--- EXERCISE MATERIALS ---
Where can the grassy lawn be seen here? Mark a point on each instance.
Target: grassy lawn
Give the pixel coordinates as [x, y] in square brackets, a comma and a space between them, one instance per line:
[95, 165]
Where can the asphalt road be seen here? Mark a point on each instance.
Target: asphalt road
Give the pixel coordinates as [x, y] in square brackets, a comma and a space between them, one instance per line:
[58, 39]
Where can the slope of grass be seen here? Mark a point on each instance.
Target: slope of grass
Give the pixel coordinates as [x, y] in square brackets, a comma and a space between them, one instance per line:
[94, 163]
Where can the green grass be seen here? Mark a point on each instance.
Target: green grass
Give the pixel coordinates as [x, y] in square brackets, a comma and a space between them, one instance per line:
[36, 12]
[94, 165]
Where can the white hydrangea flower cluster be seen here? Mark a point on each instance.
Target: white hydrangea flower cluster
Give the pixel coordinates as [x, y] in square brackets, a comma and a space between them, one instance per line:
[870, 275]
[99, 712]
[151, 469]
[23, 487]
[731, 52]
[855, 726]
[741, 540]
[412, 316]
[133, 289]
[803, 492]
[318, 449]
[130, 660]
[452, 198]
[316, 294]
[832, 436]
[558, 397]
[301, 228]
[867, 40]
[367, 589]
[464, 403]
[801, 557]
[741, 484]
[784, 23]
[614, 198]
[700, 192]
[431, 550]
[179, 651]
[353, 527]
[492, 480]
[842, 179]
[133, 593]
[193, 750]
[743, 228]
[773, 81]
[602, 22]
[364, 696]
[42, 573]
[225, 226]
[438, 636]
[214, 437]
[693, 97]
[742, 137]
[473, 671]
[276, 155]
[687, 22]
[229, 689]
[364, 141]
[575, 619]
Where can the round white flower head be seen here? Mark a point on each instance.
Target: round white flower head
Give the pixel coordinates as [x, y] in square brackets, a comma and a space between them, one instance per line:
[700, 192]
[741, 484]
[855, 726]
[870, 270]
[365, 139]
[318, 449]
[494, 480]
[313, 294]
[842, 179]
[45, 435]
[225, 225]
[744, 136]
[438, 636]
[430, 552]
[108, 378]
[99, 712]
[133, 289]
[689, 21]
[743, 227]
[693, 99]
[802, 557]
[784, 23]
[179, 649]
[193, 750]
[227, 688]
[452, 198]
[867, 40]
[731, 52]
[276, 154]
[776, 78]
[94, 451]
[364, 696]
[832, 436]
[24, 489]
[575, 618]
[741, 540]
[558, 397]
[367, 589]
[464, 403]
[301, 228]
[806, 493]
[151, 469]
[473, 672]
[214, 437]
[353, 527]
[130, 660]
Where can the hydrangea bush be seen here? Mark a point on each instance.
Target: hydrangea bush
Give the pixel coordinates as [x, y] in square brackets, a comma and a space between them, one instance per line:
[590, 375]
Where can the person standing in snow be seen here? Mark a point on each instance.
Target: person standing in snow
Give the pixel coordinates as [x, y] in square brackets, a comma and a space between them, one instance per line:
---
▸ TRY IT
Send back every entry precisely as given.

▸ ANSWER TO THIS PROBLEM
Where can the grassy lawn be seen here? Mark a point on each instance.
Target: grassy lawn
Give the pixel coordinates as [x, y] in square brackets, a comma and a space between them, one instance per line:
[95, 165]
Where can the asphalt road be seen here? Mark a point on each instance.
Target: asphalt road
Give the pixel coordinates as [x, y] in square brackets, a comma and a space between them, one instance per line:
[58, 39]
Where can the slope of grass be seen here? Mark a point on each instance.
Target: slope of grass
Give the pixel coordinates as [x, y] in square brackets, a comma and a space between them, one instance per line:
[94, 163]
Where can the green grass be seen here? Mark a point on each instance.
Target: green grass
Give the pixel coordinates as [x, y] in square brackets, a comma and a space between them, one instance per line:
[36, 12]
[94, 165]
Where can the white hydrangea flower cluster be seen here? Mark a point on each instance.
Target: white hydrangea flower cluster
Give the pixel coordinates as [x, y] in square brackets, a comma and a space between them, one instance per line:
[870, 275]
[99, 712]
[151, 469]
[23, 487]
[731, 52]
[855, 726]
[741, 540]
[412, 316]
[133, 289]
[803, 492]
[318, 449]
[130, 660]
[452, 198]
[316, 294]
[832, 436]
[558, 397]
[301, 228]
[867, 40]
[367, 589]
[464, 403]
[801, 557]
[741, 484]
[784, 23]
[614, 198]
[700, 192]
[431, 550]
[179, 651]
[353, 527]
[492, 480]
[842, 179]
[133, 593]
[193, 750]
[743, 228]
[773, 81]
[602, 22]
[364, 696]
[42, 573]
[225, 226]
[438, 636]
[214, 437]
[693, 97]
[742, 137]
[473, 671]
[276, 155]
[687, 22]
[229, 689]
[364, 141]
[575, 619]
Where can the round white flower head be seen here? Mark a point on each instance.
Target: round white flower head
Give the pixel coordinates as [x, y] in square brackets, a comma and a space between them, one instance per line:
[700, 192]
[741, 484]
[855, 726]
[870, 270]
[365, 139]
[318, 449]
[494, 480]
[313, 294]
[842, 179]
[45, 435]
[225, 225]
[744, 136]
[438, 636]
[430, 552]
[108, 378]
[99, 712]
[133, 289]
[689, 21]
[743, 227]
[693, 99]
[802, 557]
[784, 23]
[179, 649]
[193, 750]
[227, 688]
[452, 198]
[867, 40]
[731, 52]
[276, 154]
[776, 78]
[94, 451]
[364, 696]
[832, 436]
[24, 489]
[575, 618]
[741, 540]
[558, 397]
[367, 589]
[464, 403]
[301, 228]
[806, 493]
[151, 469]
[473, 672]
[214, 437]
[353, 527]
[130, 660]
Where can the hydrangea bush be seen here? Mark a point on each instance.
Target: hydrangea bush
Give the pixel coordinates as [x, y] in square brackets, a comma and a space between them, one instance per line:
[590, 375]
Where can the person standing in snow be seen here? Mark a point on each instance.
Target: person standing in snow
Give the pixel coordinates as [x, y] in square brackets, a comma and a space between them, one instance per line:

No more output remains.